* _TASK STATEMENT_
Repeat word for word the line with "Practice step: point at the tree shadow" and every line after it until the records below run out.

* _THE INPUT_
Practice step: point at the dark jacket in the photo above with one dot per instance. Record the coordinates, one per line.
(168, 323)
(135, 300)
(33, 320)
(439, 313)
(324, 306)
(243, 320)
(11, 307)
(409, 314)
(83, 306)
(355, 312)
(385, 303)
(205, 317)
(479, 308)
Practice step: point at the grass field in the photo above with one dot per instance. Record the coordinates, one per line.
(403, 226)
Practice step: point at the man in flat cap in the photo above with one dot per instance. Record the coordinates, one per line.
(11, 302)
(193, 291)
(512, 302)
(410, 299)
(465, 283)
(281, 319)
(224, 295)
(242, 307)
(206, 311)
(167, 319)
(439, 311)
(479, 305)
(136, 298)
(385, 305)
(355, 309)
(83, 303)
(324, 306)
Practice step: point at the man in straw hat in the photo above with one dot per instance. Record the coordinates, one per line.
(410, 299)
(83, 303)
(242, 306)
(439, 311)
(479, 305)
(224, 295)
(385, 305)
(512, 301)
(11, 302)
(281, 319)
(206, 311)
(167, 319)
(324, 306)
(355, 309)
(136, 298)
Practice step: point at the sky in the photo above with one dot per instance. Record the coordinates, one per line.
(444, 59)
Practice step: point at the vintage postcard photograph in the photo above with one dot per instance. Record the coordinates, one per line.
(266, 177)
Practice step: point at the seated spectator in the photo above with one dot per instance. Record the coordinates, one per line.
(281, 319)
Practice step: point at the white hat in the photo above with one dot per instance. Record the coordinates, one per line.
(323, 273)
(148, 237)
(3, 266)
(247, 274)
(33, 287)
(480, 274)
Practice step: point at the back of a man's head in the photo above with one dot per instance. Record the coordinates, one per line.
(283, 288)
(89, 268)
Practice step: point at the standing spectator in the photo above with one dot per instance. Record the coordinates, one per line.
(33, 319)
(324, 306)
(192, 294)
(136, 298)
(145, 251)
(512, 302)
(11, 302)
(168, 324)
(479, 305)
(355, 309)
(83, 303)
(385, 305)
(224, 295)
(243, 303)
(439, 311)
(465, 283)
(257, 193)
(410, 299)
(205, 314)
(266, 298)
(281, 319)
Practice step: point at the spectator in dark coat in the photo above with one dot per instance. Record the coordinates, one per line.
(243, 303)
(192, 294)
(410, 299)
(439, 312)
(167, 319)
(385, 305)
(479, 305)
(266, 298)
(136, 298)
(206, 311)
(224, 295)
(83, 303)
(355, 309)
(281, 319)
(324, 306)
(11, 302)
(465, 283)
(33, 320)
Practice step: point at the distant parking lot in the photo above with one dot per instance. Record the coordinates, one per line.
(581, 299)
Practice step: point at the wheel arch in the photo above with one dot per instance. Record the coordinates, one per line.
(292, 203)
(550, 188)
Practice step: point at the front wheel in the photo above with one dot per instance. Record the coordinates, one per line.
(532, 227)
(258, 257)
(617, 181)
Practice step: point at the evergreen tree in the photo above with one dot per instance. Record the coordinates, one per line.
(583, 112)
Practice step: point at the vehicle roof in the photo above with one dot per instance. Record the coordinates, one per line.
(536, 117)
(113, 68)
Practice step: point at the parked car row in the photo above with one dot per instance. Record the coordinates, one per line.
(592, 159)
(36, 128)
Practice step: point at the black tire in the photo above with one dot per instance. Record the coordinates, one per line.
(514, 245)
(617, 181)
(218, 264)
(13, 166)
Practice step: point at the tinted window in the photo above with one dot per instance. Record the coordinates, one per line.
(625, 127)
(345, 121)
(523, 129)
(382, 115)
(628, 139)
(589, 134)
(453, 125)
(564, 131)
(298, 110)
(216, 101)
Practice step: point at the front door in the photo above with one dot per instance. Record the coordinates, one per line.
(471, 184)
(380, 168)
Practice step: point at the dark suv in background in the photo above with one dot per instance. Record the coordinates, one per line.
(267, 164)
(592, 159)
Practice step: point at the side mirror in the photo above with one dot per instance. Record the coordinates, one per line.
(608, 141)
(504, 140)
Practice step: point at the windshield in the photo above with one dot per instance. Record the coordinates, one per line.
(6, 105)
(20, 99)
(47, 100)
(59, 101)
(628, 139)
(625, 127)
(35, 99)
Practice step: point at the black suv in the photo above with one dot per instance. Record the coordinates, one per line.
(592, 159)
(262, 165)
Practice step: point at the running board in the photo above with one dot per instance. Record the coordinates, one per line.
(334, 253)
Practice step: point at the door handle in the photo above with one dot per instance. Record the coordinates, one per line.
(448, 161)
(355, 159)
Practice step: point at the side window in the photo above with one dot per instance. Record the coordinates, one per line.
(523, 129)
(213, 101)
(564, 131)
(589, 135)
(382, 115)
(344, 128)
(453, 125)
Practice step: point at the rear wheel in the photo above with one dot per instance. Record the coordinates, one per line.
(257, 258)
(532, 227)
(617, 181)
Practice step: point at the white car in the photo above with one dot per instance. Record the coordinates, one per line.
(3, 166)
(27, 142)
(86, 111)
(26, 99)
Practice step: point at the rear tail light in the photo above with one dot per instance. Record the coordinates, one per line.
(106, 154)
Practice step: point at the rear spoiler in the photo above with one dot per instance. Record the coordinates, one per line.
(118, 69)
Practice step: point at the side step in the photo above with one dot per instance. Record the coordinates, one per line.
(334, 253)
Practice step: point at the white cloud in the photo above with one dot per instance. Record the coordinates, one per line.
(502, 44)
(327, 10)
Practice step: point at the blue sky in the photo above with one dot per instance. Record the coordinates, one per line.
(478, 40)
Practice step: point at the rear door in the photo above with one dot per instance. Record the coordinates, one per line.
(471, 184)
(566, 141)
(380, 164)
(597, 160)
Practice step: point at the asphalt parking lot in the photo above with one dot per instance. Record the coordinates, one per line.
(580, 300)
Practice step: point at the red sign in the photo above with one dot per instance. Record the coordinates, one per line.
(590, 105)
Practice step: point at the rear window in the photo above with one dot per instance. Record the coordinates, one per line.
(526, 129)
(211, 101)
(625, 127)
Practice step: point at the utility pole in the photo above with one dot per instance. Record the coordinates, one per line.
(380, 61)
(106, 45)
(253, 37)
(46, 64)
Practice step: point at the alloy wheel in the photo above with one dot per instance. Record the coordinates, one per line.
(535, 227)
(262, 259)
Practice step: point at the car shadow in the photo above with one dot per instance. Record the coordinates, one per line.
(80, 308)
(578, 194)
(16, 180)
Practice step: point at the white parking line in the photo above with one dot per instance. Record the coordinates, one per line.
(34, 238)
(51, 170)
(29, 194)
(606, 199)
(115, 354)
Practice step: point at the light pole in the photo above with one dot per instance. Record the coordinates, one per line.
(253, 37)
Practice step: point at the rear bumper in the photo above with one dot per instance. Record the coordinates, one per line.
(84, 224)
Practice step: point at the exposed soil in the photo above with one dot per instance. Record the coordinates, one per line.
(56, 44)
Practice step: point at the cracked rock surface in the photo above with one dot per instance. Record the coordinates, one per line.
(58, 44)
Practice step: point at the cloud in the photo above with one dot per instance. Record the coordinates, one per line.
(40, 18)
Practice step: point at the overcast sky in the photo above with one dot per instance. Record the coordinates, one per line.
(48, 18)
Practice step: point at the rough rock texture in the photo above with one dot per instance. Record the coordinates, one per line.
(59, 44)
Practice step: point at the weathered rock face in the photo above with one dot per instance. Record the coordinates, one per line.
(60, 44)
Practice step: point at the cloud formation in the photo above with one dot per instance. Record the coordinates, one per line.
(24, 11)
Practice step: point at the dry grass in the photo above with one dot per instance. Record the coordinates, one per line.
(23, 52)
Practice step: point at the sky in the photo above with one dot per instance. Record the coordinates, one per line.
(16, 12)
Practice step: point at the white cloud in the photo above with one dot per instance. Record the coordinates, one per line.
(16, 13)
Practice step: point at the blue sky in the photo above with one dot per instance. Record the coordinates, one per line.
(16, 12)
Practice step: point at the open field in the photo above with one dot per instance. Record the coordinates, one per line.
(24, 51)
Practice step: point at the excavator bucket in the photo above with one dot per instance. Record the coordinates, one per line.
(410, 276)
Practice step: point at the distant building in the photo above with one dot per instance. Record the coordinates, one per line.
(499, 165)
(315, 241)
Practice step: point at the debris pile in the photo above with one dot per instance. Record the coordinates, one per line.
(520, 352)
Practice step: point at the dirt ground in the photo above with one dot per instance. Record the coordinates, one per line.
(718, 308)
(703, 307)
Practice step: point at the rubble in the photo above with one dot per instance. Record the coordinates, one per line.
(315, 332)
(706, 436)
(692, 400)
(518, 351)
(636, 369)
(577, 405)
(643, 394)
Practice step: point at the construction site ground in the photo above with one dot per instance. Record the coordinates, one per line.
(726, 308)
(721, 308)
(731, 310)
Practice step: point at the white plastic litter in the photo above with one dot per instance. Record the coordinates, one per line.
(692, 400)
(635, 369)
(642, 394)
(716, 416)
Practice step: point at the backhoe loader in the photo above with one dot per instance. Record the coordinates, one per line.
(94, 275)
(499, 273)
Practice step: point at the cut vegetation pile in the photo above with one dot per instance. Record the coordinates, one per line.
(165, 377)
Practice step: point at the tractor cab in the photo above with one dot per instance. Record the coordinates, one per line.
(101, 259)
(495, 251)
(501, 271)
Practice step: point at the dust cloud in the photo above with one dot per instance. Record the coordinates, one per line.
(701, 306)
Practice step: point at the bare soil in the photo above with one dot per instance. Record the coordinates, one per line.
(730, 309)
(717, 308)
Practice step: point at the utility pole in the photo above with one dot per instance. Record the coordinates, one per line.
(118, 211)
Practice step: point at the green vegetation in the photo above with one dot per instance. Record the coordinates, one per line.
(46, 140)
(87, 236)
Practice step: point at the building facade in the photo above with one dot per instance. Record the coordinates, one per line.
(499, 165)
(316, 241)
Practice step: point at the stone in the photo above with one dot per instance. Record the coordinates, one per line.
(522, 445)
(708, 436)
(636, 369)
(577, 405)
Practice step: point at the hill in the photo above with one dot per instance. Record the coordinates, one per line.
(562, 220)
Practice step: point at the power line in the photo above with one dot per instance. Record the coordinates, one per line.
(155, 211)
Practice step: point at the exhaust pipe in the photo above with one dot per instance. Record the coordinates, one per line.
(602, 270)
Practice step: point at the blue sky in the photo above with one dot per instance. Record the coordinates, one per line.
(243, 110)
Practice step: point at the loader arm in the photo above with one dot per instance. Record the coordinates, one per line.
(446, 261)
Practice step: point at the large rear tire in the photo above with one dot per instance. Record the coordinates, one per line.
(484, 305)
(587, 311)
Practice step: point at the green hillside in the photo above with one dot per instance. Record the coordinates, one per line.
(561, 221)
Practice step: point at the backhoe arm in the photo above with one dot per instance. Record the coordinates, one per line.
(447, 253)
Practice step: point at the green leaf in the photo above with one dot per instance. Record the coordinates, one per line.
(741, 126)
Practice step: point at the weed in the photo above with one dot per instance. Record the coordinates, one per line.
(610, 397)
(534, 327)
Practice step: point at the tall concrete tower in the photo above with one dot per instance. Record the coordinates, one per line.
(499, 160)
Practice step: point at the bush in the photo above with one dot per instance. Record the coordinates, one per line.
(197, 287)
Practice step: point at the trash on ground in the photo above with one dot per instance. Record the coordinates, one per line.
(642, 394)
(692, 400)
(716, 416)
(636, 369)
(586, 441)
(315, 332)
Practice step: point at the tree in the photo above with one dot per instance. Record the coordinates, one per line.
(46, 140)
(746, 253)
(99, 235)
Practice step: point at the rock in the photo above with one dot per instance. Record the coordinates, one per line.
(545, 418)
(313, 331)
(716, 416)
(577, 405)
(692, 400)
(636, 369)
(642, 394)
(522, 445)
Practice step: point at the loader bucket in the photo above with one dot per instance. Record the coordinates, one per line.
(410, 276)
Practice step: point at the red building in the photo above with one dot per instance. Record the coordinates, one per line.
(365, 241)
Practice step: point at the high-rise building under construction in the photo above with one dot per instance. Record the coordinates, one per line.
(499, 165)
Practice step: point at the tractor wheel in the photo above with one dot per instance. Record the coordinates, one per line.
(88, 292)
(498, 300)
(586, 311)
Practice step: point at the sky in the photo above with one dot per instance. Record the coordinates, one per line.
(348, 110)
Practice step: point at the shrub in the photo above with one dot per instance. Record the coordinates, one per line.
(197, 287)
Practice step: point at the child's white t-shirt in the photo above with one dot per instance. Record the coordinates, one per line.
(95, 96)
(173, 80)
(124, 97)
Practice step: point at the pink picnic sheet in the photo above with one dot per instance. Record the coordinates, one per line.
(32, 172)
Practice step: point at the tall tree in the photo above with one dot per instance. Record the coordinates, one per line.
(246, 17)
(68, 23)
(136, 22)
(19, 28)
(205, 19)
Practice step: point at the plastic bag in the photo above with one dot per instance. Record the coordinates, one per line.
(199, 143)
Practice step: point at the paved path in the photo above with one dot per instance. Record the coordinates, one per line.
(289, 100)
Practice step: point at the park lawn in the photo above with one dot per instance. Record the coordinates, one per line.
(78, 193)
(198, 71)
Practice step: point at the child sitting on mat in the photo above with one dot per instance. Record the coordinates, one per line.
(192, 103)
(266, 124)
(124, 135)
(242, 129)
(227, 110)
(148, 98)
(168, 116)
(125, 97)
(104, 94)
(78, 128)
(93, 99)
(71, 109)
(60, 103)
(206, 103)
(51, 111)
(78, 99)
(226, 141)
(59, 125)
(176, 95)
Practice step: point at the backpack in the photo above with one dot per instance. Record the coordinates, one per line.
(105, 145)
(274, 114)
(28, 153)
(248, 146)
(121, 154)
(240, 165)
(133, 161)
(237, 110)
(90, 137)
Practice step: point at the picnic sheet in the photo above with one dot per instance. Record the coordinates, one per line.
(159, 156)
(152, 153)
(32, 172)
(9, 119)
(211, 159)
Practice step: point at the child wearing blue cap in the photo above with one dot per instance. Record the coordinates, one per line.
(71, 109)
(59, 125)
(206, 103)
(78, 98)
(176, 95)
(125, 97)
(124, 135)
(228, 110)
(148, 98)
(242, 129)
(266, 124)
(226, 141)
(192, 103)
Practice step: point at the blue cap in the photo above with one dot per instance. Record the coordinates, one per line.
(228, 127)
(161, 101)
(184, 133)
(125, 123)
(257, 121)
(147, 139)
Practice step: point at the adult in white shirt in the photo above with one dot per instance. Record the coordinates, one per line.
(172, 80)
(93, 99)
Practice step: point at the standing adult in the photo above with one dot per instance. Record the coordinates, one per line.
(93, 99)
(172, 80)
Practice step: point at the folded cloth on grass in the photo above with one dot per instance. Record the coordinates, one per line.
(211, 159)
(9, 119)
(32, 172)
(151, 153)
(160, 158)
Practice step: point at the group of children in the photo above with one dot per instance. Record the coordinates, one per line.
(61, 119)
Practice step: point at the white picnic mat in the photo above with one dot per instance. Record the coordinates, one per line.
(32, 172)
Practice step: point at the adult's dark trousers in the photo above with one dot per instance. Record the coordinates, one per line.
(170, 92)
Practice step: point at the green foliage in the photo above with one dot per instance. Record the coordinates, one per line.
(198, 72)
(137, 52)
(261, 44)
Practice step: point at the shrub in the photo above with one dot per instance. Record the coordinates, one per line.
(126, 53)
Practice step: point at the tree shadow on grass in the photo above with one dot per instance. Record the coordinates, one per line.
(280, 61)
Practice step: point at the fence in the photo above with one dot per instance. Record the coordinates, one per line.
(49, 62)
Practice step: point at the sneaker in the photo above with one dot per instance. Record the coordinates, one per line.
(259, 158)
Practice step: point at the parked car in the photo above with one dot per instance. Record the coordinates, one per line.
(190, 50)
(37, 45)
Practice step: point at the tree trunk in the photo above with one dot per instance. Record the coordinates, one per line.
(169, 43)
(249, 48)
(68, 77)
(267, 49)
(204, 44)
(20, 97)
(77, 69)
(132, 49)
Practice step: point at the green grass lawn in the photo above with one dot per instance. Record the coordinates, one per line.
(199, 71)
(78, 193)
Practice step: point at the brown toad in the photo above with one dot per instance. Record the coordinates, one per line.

* _OUTPUT_
Practice step: point at the tree shadow on grass in the photo above with one dot per instance. Record the coordinates, one per line.
(280, 61)
Practice step: point at the fence in the photo above with one dot per instance. Record the coordinates, one per line.
(49, 62)
Practice step: point at the sneaker in the photo above with one dot per instance. Record the coordinates, one per line.
(259, 158)
Practice step: point at the parked car in the photo above with one dot per instance. Record the coordinates, one per line.
(190, 50)
(37, 45)
Practice step: point at the tree trunk in the photo above with one dot per instance. Record the coordinates, one per line.
(169, 43)
(249, 48)
(68, 77)
(267, 49)
(204, 44)
(20, 97)
(77, 69)
(132, 49)
Practice step: point at the green grass lawn in the photo above with one dot per instance. Record the coordinates, one per line.
(199, 71)
(78, 193)
Practice step: point at the brown toad in the photo above with one dot per instance. Record the coordinates, one per line.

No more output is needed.